>>>

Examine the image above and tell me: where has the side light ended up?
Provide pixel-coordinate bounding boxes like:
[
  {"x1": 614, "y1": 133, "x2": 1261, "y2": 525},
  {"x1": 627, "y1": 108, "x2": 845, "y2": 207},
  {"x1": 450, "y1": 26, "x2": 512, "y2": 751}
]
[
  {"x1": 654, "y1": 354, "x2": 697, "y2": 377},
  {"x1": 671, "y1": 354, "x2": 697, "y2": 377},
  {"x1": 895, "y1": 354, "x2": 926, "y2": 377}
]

<<<

● OBJECTIVE:
Word for word, extract all the records.

● WRITTEN SOLUTION:
Examine the image above and tell me: where has the side light ended up?
Provide pixel-coordinate bounding boxes like:
[
  {"x1": 614, "y1": 133, "x2": 1261, "y2": 525},
  {"x1": 627, "y1": 108, "x2": 845, "y2": 207},
  {"x1": 450, "y1": 26, "x2": 512, "y2": 751}
]
[
  {"x1": 654, "y1": 354, "x2": 697, "y2": 377},
  {"x1": 671, "y1": 354, "x2": 697, "y2": 377},
  {"x1": 895, "y1": 354, "x2": 926, "y2": 377}
]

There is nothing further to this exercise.